--- The problem ---
Your task is to print every entry below exactly as given.

========================================================================

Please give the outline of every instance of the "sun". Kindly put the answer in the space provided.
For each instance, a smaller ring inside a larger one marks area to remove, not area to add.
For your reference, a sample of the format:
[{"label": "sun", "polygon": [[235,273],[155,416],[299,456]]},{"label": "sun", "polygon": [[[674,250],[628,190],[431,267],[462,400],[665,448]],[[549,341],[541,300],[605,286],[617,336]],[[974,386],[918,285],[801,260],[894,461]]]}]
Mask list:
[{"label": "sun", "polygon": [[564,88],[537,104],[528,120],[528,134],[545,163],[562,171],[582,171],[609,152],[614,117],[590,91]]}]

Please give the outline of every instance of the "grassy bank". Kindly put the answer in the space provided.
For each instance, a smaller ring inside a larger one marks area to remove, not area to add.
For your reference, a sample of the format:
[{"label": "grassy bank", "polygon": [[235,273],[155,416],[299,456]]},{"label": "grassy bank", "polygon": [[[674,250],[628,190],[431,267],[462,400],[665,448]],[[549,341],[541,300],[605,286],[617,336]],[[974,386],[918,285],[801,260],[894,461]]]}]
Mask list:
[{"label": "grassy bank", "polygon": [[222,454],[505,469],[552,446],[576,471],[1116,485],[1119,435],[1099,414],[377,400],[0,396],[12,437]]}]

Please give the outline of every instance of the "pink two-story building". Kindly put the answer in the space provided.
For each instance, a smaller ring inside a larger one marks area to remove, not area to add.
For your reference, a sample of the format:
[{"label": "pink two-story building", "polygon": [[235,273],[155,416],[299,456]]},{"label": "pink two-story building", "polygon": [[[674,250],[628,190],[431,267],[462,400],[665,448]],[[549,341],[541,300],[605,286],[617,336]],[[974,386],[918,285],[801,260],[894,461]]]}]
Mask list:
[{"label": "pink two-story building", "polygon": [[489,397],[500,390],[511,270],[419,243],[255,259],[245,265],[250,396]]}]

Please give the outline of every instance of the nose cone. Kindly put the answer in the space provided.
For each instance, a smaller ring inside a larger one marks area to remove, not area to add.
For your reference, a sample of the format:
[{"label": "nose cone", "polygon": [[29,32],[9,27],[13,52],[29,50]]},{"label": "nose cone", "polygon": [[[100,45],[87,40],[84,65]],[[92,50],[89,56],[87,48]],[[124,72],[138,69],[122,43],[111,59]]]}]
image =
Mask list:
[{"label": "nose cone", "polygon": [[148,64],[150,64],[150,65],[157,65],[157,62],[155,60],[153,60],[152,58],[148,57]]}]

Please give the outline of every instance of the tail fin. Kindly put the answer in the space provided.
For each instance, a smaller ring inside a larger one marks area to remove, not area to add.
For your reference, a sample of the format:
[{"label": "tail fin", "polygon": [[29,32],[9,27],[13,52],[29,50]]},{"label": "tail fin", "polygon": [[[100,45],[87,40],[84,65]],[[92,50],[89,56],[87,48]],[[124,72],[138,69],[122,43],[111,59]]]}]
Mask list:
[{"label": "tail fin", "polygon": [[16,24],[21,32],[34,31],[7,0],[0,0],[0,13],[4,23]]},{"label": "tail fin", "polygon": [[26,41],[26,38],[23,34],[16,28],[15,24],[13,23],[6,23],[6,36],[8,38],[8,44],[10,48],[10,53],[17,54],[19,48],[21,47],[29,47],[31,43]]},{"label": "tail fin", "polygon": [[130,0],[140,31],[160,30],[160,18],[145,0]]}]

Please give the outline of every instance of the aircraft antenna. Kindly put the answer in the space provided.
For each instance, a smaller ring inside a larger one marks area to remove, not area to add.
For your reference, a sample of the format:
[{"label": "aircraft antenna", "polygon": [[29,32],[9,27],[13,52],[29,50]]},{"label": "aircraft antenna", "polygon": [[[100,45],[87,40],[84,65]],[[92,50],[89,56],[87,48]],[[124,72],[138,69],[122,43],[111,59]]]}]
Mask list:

========================================================================

--- Result for this exercise ---
Please give the outline of every instance of the "sun". Kindly put the answer in the space provided.
For each instance, a smaller ring inside a larger one marks area to remove, not area to add.
For your reference, a sample of the format:
[{"label": "sun", "polygon": [[235,273],[155,416],[299,456]]},{"label": "sun", "polygon": [[[674,250],[628,190],[431,267],[462,400],[665,448]],[[549,341],[541,300],[605,286],[617,336]],[[974,386],[918,285],[801,260],[894,461]]]}]
Mask list:
[{"label": "sun", "polygon": [[564,88],[537,104],[528,120],[528,134],[545,163],[562,171],[582,171],[609,152],[614,117],[590,91]]}]

Please give the outline of every instance of the "grassy bank". Kindly put the answer in the space provided.
For each instance, a smaller ring inside a larger one marks area to remove, not area to add.
For your reference, a sample of the format:
[{"label": "grassy bank", "polygon": [[235,273],[155,416],[299,456]]},{"label": "grassy bank", "polygon": [[[674,250],[628,190],[431,267],[462,400],[665,448]],[[549,341],[541,300],[605,286],[617,336]],[[974,386],[918,285],[801,260],[894,461]]]}]
Mask list:
[{"label": "grassy bank", "polygon": [[222,454],[505,469],[552,446],[576,471],[1116,485],[1119,435],[1099,414],[377,400],[0,396],[12,437]]}]

Please give the outline of every instance of the "pink two-story building". Kindly put the answer in the space provided.
For each instance, a smaller ring inside a larger one marks area to remove, not area to add.
For your reference, a sample of the format:
[{"label": "pink two-story building", "polygon": [[235,273],[155,416],[299,456]]},{"label": "pink two-story building", "polygon": [[[674,250],[628,190],[431,267],[462,400],[665,448]],[[549,341],[541,300],[605,286],[617,336]],[[974,386],[918,285],[801,260],[894,461]]]}]
Mask list:
[{"label": "pink two-story building", "polygon": [[489,397],[500,390],[511,270],[419,243],[255,259],[245,265],[250,396]]}]

Please give the outline of every instance of the nose cone. Kindly put the answer in the space provided.
For each instance, a smaller ring inside a larger one marks area to remove, not area to add.
For your reference, a sample of the format:
[{"label": "nose cone", "polygon": [[29,32],[9,27],[13,52],[29,50]]},{"label": "nose cone", "polygon": [[[100,45],[87,40],[84,65]],[[92,50],[89,56],[87,48]],[[124,72],[138,69],[122,43],[111,59]]]}]
image =
Mask list:
[{"label": "nose cone", "polygon": [[148,64],[150,64],[150,65],[157,65],[157,62],[155,60],[153,60],[152,58],[148,57]]}]

Please give the outline of every instance of the tail fin. Kindly put the answer in the space provided.
For each instance, a smaller ring inside a larger one marks area to remove, not area to add.
For your reference, a sample of the format:
[{"label": "tail fin", "polygon": [[29,32],[9,27],[13,52],[29,50]]},{"label": "tail fin", "polygon": [[[100,45],[87,40],[84,65]],[[92,50],[89,56],[87,48]],[[124,72],[138,69],[122,43],[111,59]]]}]
Mask list:
[{"label": "tail fin", "polygon": [[16,24],[21,32],[34,31],[7,0],[0,0],[0,13],[4,23]]},{"label": "tail fin", "polygon": [[26,41],[26,38],[23,34],[16,28],[15,24],[13,23],[6,23],[6,36],[8,38],[8,44],[10,48],[10,53],[17,54],[19,48],[21,47],[29,47],[31,43]]},{"label": "tail fin", "polygon": [[130,0],[140,31],[160,30],[160,18],[145,0]]}]

Please give the outline of every instance of the aircraft antenna. Kindly put the answer in the space provided.
For each instance, a smaller ring inside a larger one marks area to remove, not area to add.
For your reference, a sample of the format:
[{"label": "aircraft antenna", "polygon": [[29,32],[9,27],[13,52],[29,50]]},{"label": "aircraft antenna", "polygon": [[[100,45],[87,40],[84,65]],[[92,50],[89,56],[87,48]],[[124,72],[138,69],[122,43],[111,59]]]}]
Mask list:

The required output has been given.